→ **Selected excerpt**:

Time and Space Complexity

The time complexity of this algorithm is O(n Γ— log n), where n is the length of the string s. This is dominated by the sorting operation sorted(s) at the beginning of the function, which uses a comparison-based sorting algorithm (typically Timsort in Python) that has a time complexity of O(n Γ— log n). The subsequent operations include:

  • The while loops that iterate through portions of the array, which take O(n) time in the worst case
  • Character swapping operations that take O(1) time each
  • The final join operation that takes O(n) time

Since O(n Γ— log n) + O(n) = O(n Γ— log n), the overall time complexity is O(n Γ— log n).

The space complexity is O(n), where n is the length of the string s. This is because:

  • The sorted(s) operation creates a new list of characters that requires O(n) space
  • The variable cs stores this sorted list of n characters
  • Other variables (i, j, m) use only O(1) additional space
  • The final "".join(cs) operation creates a new string of length n, but this is the return value

Therefore, the total space complexity is O(n).

Learn more about how to find time and space complexity quickly.

Common Pitfalls

1. Misunderstanding When Swapping is Necessary

A critical pitfall is not recognizing that swapping is only needed when we have a "run" of identical characters crossing the middle boundary that creates palindromic pairs. The condition char_list[mid_index] == char_list[mid_index - 1] alone doesn't guarantee we need swaps.

Problem Example:

s = "aabbccdd"  # After sorting: "aabbccdd"
# mid_index = 4
# char_list[3] = 'b', char_list[4] = 'c' (different)
# But we still need to check if char_list[i] == char_list[n-i-1] for all positions

In this case, even though the middle elements differ, we have:

  • Position 0 ('a') vs Position 7 ('d') - OK
  • Position 1 ('a') vs Position 6 ('d') - OK
  • Position 2 ('b') vs Position 5 ('c') - OK
  • Position 3 ('b') vs Position 4 ('c') - OK

The code would work, but the logic can be misleading.

2. Incorrect Duplicate End Finding

The loop to find duplicate_end can go out of bounds or miss edge cases:

# Current problematic code:
duplicate_end = mid_index
while duplicate_end < n and char_list[duplicate_end] == char_list[duplicate_end - 1]:
    duplicate_end += 1

Issue: This finds the end of duplicates starting from mid_index, but what if we need characters that are different from char_list[mid_index-1], not just the next different character in sequence?

Example:

s = "aaaabbbb"  # After sorting: "aaaabbbb"
# We need to swap some 'b's into the first half to break the palindrome
# But duplicate_end will point to index 4 (first 'b'), when we actually need it

3. Insufficient Validation for Impossible Cases

The current code only returns "-1" when duplicate_end >= n during swapping, but there are other impossible cases:

Example:

s = "aaaa"  # All same characters
# After sorting: "aaaa"

→ **Supplied entries**:
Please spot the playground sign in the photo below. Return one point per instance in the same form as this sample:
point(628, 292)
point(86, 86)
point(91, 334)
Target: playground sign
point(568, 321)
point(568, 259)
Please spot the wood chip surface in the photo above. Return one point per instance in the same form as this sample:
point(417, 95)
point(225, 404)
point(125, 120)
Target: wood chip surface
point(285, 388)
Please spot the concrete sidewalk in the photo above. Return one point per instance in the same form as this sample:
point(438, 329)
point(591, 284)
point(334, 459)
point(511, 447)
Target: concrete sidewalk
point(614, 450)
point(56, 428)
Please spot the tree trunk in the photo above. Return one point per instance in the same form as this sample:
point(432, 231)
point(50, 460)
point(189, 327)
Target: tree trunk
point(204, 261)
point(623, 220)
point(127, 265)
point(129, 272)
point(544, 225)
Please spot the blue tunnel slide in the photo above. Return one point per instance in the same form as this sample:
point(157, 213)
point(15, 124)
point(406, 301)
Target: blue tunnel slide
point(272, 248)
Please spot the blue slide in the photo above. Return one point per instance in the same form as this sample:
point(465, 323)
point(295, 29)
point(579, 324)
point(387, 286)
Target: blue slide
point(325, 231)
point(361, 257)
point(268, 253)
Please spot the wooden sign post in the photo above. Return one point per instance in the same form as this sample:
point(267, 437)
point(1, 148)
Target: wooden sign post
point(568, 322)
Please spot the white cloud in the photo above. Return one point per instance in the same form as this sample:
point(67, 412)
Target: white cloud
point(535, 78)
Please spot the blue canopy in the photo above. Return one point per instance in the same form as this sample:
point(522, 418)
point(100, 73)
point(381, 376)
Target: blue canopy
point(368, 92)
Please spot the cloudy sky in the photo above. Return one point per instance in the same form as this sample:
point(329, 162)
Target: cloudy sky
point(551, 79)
==
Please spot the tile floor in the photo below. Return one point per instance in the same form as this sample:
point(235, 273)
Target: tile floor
--
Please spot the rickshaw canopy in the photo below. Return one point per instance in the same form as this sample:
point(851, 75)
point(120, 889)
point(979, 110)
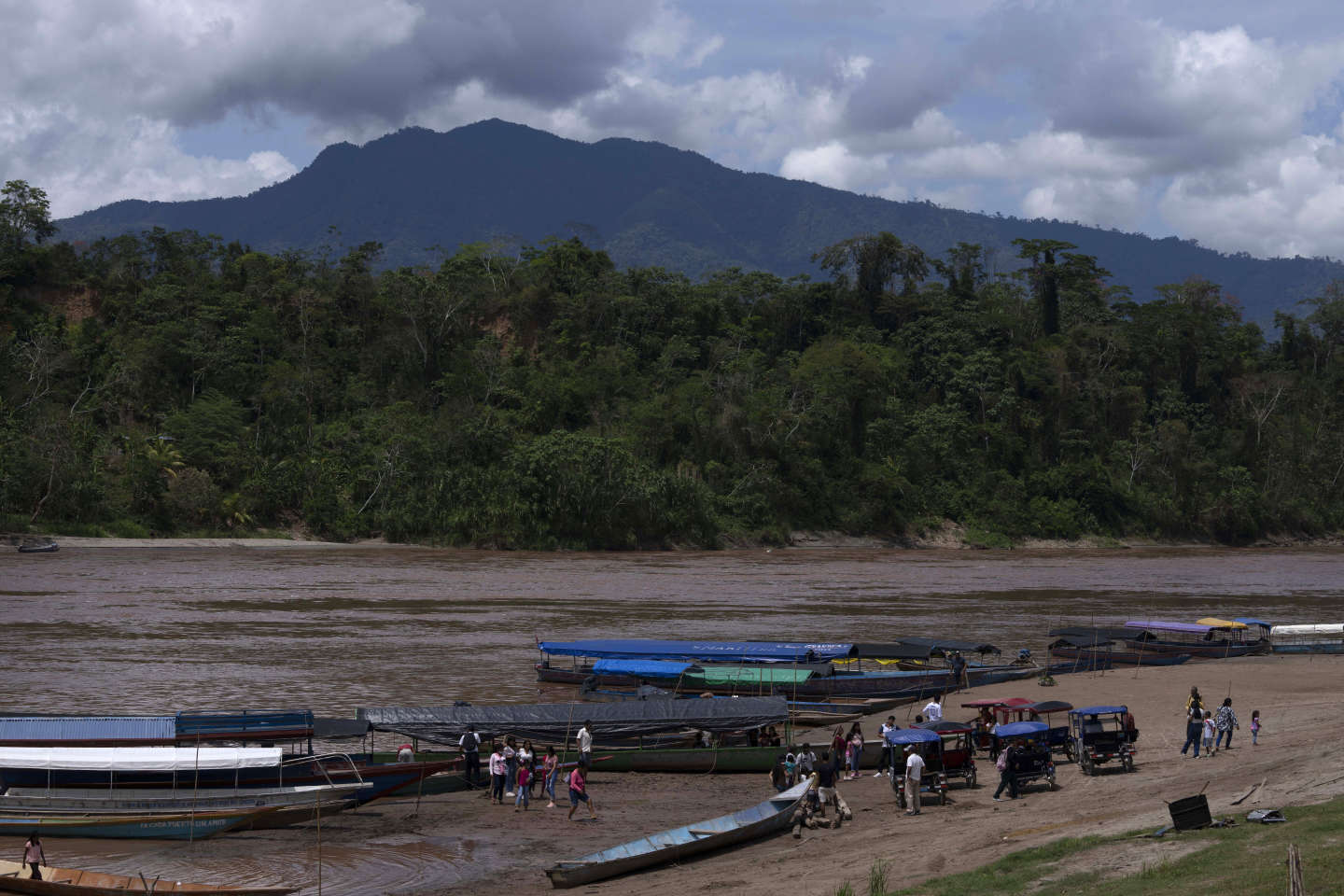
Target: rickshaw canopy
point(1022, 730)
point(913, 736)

→ **Actions to take**:
1 - Copy the complexity write-up word for word, beginning at the words "1. Misunderstanding When" and stopping after the words "char_list[4] = 'c' (different)".
2 - Rewrite the rows from the one containing "Please spot the blue slide" through the one containing "point(568, 322)", keeping the requests. Add 42 to every coordinate in the answer points and leave all other numbers unchanged.
The rows have no connection to the complexity write-up.

→ **Solutions below**:
1 -
1. Misunderstanding When Swapping is Necessary

A critical pitfall is not recognizing that swapping is only needed when we have a "run" of identical characters crossing the middle boundary that creates palindromic pairs. The condition char_list[mid_index] == char_list[mid_index - 1] alone doesn't guarantee we need swaps.

Problem Example:

s = "aabbccdd"  # After sorting: "aabbccdd"
# mid_index = 4
# char_list[3] = 'b', char_list[4] = 'c' (different)

2 -
Please spot the blue slide in the photo above. Return one point per instance in the same form as this sample:
point(465, 323)
point(295, 29)
point(579, 324)
point(387, 286)
Target: blue slide
point(367, 273)
point(403, 299)
point(310, 295)
Please spot the wooden sign post in the photo above. Return one point per instance in the same form as this sample:
point(267, 437)
point(1, 148)
Target: wooden sign post
point(610, 364)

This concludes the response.